RECORDS:
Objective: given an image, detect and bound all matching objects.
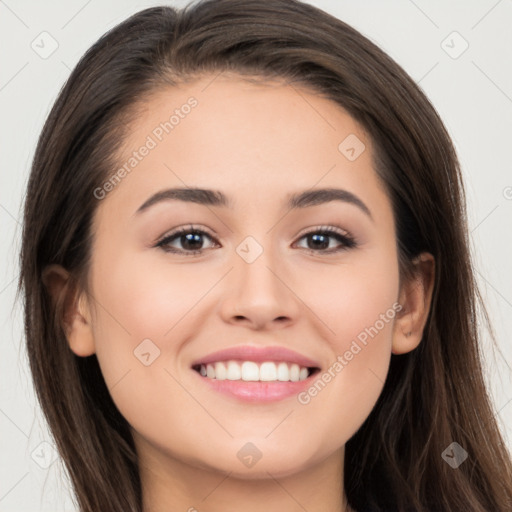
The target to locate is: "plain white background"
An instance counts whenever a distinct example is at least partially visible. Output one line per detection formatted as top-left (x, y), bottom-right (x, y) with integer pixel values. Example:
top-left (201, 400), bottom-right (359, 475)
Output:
top-left (0, 0), bottom-right (512, 512)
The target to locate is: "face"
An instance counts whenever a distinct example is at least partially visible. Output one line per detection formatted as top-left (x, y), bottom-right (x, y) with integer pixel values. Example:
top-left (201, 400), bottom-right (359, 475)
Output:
top-left (82, 75), bottom-right (399, 478)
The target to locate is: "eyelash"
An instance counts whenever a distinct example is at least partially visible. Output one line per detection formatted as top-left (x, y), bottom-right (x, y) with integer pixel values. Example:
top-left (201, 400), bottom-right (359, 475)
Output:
top-left (154, 225), bottom-right (358, 256)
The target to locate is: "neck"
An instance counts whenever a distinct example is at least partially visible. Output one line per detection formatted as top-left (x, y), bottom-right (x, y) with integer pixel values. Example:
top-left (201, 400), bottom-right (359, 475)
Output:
top-left (138, 440), bottom-right (351, 512)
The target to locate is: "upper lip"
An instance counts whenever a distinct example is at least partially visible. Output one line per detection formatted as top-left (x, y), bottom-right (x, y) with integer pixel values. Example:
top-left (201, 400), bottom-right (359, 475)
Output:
top-left (192, 345), bottom-right (320, 368)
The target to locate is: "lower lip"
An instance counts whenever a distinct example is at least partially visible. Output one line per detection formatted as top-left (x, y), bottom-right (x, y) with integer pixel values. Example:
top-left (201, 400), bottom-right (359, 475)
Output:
top-left (192, 370), bottom-right (318, 402)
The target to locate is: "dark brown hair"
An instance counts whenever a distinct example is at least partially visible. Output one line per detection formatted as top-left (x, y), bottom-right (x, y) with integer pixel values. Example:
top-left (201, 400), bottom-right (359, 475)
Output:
top-left (19, 0), bottom-right (512, 512)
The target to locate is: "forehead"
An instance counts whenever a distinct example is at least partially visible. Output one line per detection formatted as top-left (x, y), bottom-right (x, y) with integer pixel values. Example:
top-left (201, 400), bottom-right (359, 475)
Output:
top-left (95, 75), bottom-right (384, 222)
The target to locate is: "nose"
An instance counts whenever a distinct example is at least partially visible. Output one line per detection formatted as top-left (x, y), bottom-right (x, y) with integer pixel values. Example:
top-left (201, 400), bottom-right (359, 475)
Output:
top-left (221, 242), bottom-right (300, 330)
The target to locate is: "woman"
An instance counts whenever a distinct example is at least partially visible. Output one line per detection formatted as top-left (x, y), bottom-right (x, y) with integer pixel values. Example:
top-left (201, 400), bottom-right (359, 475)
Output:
top-left (20, 0), bottom-right (512, 512)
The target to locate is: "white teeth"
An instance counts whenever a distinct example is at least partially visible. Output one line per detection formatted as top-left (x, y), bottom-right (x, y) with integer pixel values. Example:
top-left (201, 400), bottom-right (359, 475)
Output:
top-left (199, 361), bottom-right (309, 382)
top-left (227, 361), bottom-right (242, 380)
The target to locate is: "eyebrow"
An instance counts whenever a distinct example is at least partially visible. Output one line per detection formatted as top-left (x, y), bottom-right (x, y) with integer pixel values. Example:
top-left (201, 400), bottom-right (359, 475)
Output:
top-left (136, 187), bottom-right (373, 220)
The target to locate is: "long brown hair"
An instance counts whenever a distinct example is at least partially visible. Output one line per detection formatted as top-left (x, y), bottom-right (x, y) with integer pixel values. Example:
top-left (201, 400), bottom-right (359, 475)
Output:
top-left (19, 0), bottom-right (512, 512)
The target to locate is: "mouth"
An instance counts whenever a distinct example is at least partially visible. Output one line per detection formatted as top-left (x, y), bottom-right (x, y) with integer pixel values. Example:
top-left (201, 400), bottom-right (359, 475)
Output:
top-left (192, 359), bottom-right (320, 382)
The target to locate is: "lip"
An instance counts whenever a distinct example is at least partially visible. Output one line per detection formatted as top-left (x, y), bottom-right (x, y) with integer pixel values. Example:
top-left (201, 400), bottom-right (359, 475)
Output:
top-left (191, 345), bottom-right (320, 368)
top-left (194, 371), bottom-right (319, 403)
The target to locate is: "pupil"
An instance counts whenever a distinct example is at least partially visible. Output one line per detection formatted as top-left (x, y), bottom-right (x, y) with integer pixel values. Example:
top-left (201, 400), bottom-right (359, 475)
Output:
top-left (182, 233), bottom-right (201, 249)
top-left (311, 234), bottom-right (329, 249)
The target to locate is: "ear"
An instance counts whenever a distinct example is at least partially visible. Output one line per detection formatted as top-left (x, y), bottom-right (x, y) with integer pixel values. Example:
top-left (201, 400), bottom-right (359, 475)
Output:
top-left (42, 265), bottom-right (96, 357)
top-left (391, 252), bottom-right (435, 354)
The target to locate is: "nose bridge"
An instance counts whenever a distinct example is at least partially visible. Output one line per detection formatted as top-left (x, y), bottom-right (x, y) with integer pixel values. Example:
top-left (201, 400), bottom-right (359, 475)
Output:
top-left (235, 235), bottom-right (283, 301)
top-left (223, 232), bottom-right (296, 324)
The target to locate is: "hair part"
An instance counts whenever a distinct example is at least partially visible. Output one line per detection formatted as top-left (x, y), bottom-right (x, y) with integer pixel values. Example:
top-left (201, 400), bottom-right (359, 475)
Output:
top-left (19, 0), bottom-right (512, 512)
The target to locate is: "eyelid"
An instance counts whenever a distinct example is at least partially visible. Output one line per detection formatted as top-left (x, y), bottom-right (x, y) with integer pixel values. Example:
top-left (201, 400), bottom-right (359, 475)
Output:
top-left (152, 224), bottom-right (359, 256)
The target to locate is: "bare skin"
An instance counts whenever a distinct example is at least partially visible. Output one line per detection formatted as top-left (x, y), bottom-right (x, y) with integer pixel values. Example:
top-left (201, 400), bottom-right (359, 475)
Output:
top-left (47, 74), bottom-right (434, 512)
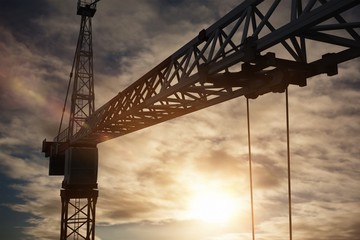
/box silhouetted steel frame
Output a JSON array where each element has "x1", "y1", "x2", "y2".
[
  {"x1": 60, "y1": 189, "x2": 98, "y2": 240},
  {"x1": 62, "y1": 0, "x2": 360, "y2": 144},
  {"x1": 59, "y1": 1, "x2": 98, "y2": 240},
  {"x1": 65, "y1": 13, "x2": 95, "y2": 140}
]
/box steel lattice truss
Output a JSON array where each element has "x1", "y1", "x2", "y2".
[
  {"x1": 67, "y1": 16, "x2": 95, "y2": 139},
  {"x1": 60, "y1": 189, "x2": 98, "y2": 240},
  {"x1": 71, "y1": 0, "x2": 360, "y2": 144}
]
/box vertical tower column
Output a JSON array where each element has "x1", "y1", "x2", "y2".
[
  {"x1": 60, "y1": 188, "x2": 98, "y2": 240},
  {"x1": 68, "y1": 15, "x2": 95, "y2": 139}
]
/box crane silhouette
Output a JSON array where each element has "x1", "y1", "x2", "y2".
[{"x1": 42, "y1": 0, "x2": 360, "y2": 239}]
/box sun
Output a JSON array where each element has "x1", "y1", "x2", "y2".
[{"x1": 188, "y1": 192, "x2": 237, "y2": 224}]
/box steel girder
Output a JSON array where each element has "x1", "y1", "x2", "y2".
[{"x1": 71, "y1": 0, "x2": 360, "y2": 144}]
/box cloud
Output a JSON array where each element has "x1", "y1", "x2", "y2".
[{"x1": 0, "y1": 1, "x2": 360, "y2": 240}]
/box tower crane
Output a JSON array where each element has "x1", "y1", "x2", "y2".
[{"x1": 42, "y1": 0, "x2": 360, "y2": 239}]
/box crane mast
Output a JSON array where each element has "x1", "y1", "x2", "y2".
[
  {"x1": 55, "y1": 0, "x2": 99, "y2": 240},
  {"x1": 42, "y1": 0, "x2": 360, "y2": 240}
]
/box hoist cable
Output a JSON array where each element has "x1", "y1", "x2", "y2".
[
  {"x1": 285, "y1": 88, "x2": 292, "y2": 240},
  {"x1": 246, "y1": 98, "x2": 255, "y2": 240}
]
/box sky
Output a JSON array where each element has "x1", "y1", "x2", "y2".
[{"x1": 0, "y1": 0, "x2": 360, "y2": 240}]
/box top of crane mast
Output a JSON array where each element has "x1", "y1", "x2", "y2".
[{"x1": 77, "y1": 0, "x2": 100, "y2": 17}]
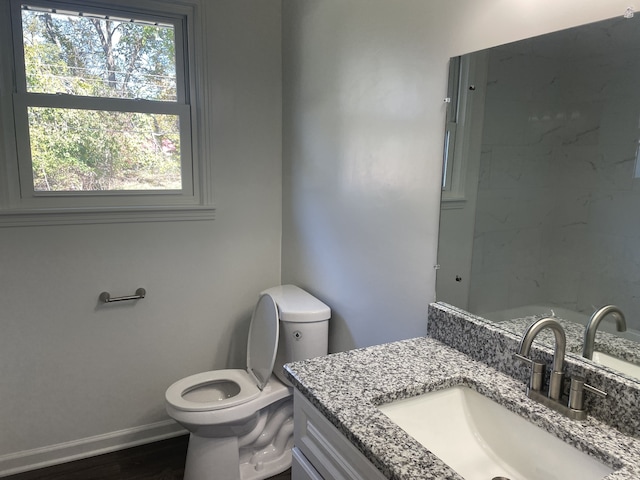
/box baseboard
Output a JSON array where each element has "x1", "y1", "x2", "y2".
[{"x1": 0, "y1": 420, "x2": 188, "y2": 477}]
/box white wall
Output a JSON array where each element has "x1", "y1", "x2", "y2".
[
  {"x1": 282, "y1": 0, "x2": 629, "y2": 351},
  {"x1": 0, "y1": 0, "x2": 282, "y2": 475}
]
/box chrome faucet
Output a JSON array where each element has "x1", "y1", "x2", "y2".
[
  {"x1": 518, "y1": 317, "x2": 567, "y2": 400},
  {"x1": 582, "y1": 305, "x2": 627, "y2": 360},
  {"x1": 514, "y1": 314, "x2": 607, "y2": 420}
]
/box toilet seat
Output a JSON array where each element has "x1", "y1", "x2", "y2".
[
  {"x1": 165, "y1": 369, "x2": 260, "y2": 412},
  {"x1": 165, "y1": 294, "x2": 279, "y2": 412}
]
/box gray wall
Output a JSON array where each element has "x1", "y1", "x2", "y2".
[{"x1": 282, "y1": 0, "x2": 627, "y2": 351}]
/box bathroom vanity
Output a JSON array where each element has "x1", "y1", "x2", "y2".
[{"x1": 285, "y1": 304, "x2": 640, "y2": 480}]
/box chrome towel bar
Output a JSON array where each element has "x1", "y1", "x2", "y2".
[{"x1": 98, "y1": 288, "x2": 147, "y2": 303}]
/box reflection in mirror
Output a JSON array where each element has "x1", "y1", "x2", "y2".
[{"x1": 436, "y1": 13, "x2": 640, "y2": 384}]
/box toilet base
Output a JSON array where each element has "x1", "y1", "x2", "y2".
[{"x1": 184, "y1": 397, "x2": 293, "y2": 480}]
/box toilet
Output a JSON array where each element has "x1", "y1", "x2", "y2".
[{"x1": 165, "y1": 285, "x2": 331, "y2": 480}]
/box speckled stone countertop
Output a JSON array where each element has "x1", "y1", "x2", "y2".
[{"x1": 285, "y1": 306, "x2": 640, "y2": 480}]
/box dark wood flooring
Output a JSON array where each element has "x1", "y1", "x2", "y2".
[{"x1": 3, "y1": 435, "x2": 291, "y2": 480}]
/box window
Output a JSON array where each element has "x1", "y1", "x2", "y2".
[{"x1": 0, "y1": 0, "x2": 212, "y2": 223}]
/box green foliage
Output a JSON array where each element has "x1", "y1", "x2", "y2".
[{"x1": 22, "y1": 7, "x2": 181, "y2": 191}]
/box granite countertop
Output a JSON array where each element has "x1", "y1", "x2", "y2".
[
  {"x1": 285, "y1": 337, "x2": 640, "y2": 480},
  {"x1": 496, "y1": 315, "x2": 640, "y2": 365}
]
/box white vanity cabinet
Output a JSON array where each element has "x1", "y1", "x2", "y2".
[{"x1": 291, "y1": 390, "x2": 386, "y2": 480}]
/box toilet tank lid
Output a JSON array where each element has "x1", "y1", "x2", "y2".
[{"x1": 260, "y1": 285, "x2": 331, "y2": 322}]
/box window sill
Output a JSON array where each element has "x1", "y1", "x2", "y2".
[{"x1": 0, "y1": 206, "x2": 215, "y2": 227}]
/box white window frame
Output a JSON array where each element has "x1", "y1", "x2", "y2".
[{"x1": 0, "y1": 0, "x2": 214, "y2": 227}]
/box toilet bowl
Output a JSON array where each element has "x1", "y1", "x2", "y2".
[{"x1": 165, "y1": 285, "x2": 331, "y2": 480}]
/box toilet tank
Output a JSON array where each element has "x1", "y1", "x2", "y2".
[{"x1": 262, "y1": 285, "x2": 331, "y2": 385}]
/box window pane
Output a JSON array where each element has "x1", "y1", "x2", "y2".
[
  {"x1": 22, "y1": 6, "x2": 177, "y2": 101},
  {"x1": 28, "y1": 107, "x2": 182, "y2": 192}
]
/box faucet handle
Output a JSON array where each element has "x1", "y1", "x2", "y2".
[
  {"x1": 569, "y1": 377, "x2": 607, "y2": 410},
  {"x1": 513, "y1": 353, "x2": 545, "y2": 392}
]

SET TASK: List each line of the material above that contains the string "frame", matching case exactly.

FINAL RESULT:
/box silhouetted steel frame
/box white window frame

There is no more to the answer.